ФРАГМЕНТ:
Исполнительный комитет: Кэте Адлер, Андроников, Багоцкий, Балабанова Болотин, Иоффе, Феликс Кон, Мандельберг — депутат 2-й Думы, проф. Рейхесберг, Семковский, Ульянов (Ленин), Устинов, Фраткин».

Одновременно это предложение было передано по телеграфу представителям партий за подписью Аксельрода, Абрамовича, Астрова, Луначарского, Мартова, Мартынова, Натансона, Рязанова, Семковского и Устинова.

После того как из Петрограда долгое время не было ответа (очевидно, русское правительство задерживало телеграммы в адрес Совета рабочих депутатов), ЦК решился обратиться к товарищу Гримму с просьбой поехать, по поручению ЦК, в Петроград и сделать устный доклад Совету рабочих депутатов, министру юстиции Керенскому и комитету Веры Фигнер по вопросу об обмене эмигрантов на интернированных пленных. Однако товарищу Гримму до сих пор не удалось попасть в Петроград. Одновременно с этим Центральный комитет и отдельные партийные группы предпринимали ряд дальнейших попыток в том же направлении. 19 апреля заграничный секретариат Организационного комитета Российской социал-демократической рабочей партии (меньшевиков) получил известие, что можно непосредственно сноситься с Советом рабочих депутатов. Тотчас же Организационный комитет РСДРП послал следующую телеграмму:

«Положение наше стало невыносимым. В то время как Плеханову, Кашину и другим лицам, служащим делу империализма и поддерживающим либералов против социалистов, предоставляется возможность поездки в Россию, — нам в ней отказывают. Протестуем против этого. Мы твердо решили не терпеть дальше такого неравенства и добиться применения амнистии ко всем. Две недели тому назад мы сделали вашему товарищу председателя — Керенскому определенное предложение. Если он не хочет провести в жизнь наш проект обмена эмигрантов на немецких интернированных граждан, — что представляется единственно возможным разрешением нашего вопроса, — то мы считаем себя вправе искать других путей для того, чтобы пробраться в Россию, занять место в ваших рядах и принять участие в борьбе за дело международного социализма. Мы говорим от имени сотен эмигрантов, старых борцов, и требуем от вас опубликования в печати этой телеграммы. Прошу телеграфного ответа.

За заграничный секретариат Организационного комитета РСДРП — Мартов».

21 апреля ЦК по возвращению русских политических эмигрантов, проживающих в Швейцарии, получил следующую телеграмму из Петрограда:

«В ответ на вашу телеграмму, адресованную Чхеидзе, Керенскому и Вере Фигнер, касательно возвращения эмигрантов через Германию, считаем проезд через Германию в обмен на немецких интернированных граждан невозможным. Мы телеграфно обратились в Лондон и Париж с просьбой пропустить всех эмигрантов без различия политических взглядов и оказать всяческое содействие, дабы дать им возможность поскорее вернуться. Милюков № 7952».

ТРЕБОВАНИЯ:
**a.** Перепишите дословно часть фрагмента начиная со слов «Одновременно это предложение» и заканчивая словами «Семковского и Устинова.».
**b.** Перечислите все города, упомянутые во фрагменте.

Разметка местоположения на изображениях:
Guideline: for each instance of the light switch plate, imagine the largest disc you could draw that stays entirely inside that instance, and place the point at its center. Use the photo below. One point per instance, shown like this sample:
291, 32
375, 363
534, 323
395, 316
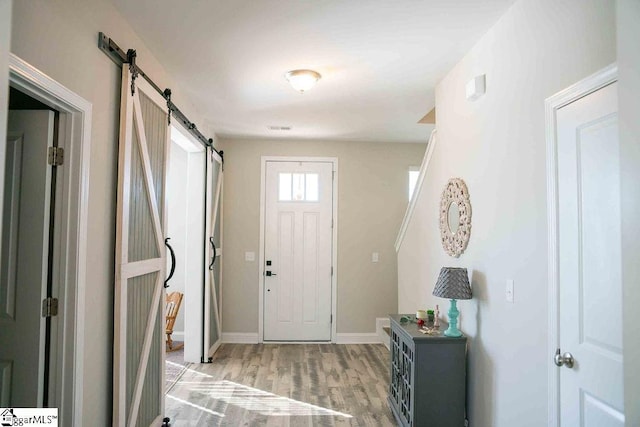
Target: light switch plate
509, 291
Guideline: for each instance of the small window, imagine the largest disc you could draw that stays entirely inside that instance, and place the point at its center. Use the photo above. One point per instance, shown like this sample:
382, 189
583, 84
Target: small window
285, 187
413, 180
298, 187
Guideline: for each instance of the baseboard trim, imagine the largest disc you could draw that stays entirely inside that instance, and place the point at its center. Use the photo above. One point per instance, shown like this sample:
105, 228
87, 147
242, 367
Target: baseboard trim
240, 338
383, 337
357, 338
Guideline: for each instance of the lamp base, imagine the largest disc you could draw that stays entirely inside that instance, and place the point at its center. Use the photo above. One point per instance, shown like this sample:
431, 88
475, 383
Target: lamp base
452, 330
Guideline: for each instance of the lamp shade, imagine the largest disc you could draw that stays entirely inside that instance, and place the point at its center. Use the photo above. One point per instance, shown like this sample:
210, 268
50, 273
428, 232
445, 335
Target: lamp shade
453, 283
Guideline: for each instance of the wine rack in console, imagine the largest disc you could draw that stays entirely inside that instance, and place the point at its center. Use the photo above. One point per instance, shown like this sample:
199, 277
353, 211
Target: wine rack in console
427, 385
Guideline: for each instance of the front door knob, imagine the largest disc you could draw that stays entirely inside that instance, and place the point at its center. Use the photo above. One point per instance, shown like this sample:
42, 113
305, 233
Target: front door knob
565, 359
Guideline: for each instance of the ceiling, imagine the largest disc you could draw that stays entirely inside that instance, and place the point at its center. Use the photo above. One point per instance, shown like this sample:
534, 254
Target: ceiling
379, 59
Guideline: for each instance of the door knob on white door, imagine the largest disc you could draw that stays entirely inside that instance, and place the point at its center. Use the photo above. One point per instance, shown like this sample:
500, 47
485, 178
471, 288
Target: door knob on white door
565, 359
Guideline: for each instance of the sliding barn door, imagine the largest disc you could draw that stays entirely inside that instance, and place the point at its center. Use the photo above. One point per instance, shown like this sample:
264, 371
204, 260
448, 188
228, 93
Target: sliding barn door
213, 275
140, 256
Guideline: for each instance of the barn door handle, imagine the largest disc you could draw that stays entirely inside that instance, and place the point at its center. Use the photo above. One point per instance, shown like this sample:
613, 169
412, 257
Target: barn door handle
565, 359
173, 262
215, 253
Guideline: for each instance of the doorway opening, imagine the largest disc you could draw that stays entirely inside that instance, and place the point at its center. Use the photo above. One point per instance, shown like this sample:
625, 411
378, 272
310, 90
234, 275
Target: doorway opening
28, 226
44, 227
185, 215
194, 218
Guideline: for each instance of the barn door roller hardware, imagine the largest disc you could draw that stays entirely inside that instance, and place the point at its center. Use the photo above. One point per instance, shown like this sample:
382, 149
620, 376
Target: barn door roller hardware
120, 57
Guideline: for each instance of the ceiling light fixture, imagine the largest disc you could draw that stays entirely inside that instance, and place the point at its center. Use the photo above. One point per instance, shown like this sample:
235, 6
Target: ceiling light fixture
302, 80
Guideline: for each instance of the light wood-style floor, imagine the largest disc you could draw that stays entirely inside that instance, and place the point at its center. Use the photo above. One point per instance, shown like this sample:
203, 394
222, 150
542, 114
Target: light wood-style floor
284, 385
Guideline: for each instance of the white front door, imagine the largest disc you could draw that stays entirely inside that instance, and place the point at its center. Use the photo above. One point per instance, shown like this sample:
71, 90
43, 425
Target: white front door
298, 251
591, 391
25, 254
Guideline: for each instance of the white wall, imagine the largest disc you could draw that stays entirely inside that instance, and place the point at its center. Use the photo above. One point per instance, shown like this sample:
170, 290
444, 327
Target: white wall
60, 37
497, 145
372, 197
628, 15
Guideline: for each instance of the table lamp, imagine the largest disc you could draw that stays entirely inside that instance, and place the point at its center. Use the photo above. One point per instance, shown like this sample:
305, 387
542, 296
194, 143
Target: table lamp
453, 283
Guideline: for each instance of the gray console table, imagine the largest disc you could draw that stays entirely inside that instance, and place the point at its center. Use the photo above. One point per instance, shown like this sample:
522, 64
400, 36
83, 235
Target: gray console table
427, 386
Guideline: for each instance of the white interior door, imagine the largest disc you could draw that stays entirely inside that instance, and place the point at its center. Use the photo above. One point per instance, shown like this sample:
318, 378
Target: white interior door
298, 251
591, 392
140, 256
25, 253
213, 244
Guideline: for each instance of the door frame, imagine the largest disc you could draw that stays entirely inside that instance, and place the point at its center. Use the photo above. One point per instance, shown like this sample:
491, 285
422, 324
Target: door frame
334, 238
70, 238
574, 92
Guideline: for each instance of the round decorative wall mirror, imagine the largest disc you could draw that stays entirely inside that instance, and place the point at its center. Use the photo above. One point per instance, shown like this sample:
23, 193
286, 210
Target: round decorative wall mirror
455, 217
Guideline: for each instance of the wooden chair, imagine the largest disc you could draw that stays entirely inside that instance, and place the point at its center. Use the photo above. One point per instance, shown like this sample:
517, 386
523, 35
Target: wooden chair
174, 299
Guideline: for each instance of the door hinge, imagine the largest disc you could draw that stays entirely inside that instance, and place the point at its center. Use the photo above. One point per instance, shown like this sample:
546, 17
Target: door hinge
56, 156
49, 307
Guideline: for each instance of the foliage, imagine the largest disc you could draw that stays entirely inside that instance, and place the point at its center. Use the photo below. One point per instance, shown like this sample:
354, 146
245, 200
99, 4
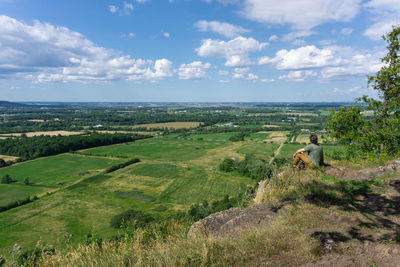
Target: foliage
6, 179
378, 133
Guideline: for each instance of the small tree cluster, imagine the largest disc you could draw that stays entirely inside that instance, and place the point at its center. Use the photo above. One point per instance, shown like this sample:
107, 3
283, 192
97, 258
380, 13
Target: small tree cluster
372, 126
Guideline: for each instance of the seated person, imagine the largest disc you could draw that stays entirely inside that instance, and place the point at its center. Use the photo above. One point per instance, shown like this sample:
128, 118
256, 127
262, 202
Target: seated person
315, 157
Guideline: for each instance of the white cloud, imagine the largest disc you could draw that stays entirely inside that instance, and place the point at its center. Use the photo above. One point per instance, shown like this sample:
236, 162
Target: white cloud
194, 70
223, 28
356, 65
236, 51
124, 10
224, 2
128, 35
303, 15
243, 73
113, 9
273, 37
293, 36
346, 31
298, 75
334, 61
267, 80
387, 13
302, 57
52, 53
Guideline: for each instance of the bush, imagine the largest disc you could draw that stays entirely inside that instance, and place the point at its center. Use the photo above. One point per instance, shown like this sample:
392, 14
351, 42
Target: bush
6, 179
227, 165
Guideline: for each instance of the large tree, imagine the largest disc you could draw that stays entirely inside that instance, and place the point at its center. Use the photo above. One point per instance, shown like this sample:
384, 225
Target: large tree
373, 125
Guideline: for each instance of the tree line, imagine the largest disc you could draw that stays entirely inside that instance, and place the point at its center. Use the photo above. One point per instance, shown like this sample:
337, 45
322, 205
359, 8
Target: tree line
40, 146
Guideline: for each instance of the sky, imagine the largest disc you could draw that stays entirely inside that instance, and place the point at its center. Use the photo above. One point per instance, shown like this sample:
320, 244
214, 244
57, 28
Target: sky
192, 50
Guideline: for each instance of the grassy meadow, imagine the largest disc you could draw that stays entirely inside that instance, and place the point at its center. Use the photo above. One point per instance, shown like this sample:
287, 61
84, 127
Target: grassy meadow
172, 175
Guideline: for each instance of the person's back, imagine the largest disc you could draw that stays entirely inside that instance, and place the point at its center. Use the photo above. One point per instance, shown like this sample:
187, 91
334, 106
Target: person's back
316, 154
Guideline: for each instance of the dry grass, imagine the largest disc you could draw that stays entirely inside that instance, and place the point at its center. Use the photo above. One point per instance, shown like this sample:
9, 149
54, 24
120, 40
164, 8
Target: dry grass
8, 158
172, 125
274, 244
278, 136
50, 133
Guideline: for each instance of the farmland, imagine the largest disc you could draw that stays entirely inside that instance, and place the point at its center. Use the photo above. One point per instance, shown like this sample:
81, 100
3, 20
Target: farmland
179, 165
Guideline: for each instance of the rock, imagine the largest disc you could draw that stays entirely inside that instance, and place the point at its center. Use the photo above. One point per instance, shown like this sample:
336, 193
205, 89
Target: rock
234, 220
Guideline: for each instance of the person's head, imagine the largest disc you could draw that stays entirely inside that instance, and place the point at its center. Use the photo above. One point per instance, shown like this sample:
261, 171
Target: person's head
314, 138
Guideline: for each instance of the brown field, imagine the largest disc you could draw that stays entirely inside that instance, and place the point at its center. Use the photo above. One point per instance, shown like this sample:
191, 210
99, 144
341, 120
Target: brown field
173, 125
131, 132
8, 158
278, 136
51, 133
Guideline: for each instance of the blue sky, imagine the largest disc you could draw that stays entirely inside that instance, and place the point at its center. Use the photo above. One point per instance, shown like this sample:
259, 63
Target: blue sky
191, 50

РЕЗУЛЬТАТЫ ЗАДАНИЙ:
**a.**
Одновременно это предложение было передано по телеграфу представителям партий за подписью Аксельрода, Абрамовича, Астрова, Луначарского, Мартова, Мартынова, Натансона, Рязанова, Семковского и Устинова.

**b.** Петроград, Лондон, Париж.